> _Task description_
Your response should contain every line from the data below that holds the string "background".

> _Material shown_
──────────────────────────────

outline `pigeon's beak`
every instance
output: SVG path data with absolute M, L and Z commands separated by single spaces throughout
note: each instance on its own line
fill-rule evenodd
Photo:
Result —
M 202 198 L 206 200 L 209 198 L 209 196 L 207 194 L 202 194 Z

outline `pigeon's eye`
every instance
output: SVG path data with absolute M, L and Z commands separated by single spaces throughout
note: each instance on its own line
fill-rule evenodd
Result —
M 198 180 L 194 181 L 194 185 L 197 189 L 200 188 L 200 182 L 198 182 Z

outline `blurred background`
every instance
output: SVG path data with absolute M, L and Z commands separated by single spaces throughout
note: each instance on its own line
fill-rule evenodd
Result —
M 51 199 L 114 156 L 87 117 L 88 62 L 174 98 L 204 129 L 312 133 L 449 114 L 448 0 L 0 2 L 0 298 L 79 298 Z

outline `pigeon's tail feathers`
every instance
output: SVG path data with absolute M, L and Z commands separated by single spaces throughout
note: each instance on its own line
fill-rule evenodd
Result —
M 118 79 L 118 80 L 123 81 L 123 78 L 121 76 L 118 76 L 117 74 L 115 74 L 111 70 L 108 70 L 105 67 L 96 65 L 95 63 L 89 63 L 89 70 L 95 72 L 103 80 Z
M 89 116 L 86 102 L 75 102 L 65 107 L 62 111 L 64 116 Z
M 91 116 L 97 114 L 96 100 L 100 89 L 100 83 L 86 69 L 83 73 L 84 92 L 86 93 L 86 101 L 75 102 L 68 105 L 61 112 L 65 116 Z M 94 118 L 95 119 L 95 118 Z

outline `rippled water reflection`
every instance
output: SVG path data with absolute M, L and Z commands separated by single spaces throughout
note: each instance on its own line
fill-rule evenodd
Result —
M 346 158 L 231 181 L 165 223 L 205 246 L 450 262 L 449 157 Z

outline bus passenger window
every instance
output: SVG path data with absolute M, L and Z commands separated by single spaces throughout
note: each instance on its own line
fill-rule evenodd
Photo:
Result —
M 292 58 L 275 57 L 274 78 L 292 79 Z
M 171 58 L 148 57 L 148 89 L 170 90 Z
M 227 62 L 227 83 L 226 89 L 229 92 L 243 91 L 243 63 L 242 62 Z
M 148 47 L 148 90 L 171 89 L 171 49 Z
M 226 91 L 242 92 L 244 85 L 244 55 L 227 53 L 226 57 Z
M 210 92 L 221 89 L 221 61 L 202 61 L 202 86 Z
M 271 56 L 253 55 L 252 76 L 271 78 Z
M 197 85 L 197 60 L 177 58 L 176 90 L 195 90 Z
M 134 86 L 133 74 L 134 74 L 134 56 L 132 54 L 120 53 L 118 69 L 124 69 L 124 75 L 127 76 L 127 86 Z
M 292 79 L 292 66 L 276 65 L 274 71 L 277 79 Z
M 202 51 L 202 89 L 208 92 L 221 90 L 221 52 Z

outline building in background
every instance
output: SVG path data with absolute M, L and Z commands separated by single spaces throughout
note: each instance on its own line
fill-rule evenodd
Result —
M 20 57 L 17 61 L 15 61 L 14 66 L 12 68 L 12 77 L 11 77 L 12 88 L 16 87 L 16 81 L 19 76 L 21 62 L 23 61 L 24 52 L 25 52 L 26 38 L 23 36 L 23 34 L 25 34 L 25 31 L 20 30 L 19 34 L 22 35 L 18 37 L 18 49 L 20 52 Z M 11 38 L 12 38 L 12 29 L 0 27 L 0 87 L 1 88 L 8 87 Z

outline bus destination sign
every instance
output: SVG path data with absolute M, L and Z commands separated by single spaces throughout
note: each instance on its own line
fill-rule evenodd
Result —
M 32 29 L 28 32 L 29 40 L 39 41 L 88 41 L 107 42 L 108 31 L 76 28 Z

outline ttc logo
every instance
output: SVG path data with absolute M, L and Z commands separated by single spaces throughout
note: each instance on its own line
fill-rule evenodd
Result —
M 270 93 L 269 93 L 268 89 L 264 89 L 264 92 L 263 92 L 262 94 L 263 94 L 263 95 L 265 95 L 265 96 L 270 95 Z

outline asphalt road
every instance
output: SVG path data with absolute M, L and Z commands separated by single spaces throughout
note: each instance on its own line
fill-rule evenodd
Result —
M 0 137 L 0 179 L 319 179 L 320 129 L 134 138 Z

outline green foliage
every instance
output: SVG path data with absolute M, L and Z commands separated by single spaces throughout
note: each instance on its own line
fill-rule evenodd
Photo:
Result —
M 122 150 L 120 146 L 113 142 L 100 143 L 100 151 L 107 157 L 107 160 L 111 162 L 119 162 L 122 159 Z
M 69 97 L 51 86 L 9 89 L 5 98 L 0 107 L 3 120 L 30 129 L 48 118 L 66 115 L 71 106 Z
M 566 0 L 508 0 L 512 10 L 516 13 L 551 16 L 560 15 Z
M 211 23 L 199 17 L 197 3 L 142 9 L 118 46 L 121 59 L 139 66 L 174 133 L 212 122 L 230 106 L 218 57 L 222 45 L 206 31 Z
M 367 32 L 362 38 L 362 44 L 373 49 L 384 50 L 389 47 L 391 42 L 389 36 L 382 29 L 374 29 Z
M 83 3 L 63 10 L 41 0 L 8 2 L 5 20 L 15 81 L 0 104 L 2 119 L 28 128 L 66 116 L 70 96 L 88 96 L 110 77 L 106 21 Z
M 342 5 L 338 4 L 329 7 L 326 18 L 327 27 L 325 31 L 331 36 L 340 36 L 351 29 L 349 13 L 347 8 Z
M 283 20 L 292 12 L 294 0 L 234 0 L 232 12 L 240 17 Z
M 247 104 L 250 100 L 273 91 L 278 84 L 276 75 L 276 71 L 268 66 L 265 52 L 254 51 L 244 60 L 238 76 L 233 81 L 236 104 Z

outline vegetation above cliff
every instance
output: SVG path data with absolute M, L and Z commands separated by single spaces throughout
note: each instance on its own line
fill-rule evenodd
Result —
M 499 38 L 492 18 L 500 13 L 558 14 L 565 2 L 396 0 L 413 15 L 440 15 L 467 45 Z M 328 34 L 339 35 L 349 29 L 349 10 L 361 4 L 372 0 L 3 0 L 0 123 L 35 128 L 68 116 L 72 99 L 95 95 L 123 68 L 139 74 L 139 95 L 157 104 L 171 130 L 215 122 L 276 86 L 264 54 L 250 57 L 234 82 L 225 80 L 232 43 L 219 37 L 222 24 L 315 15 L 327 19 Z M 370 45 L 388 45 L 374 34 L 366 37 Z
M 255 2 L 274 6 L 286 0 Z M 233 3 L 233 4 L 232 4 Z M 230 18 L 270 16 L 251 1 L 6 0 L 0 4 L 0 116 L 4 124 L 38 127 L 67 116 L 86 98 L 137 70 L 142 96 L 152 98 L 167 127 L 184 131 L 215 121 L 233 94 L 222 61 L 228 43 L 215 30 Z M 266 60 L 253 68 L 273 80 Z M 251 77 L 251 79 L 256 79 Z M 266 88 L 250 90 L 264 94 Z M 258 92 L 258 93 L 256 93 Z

──────────────────────────────

> _Response area_
outline `blurred background`
outline building in background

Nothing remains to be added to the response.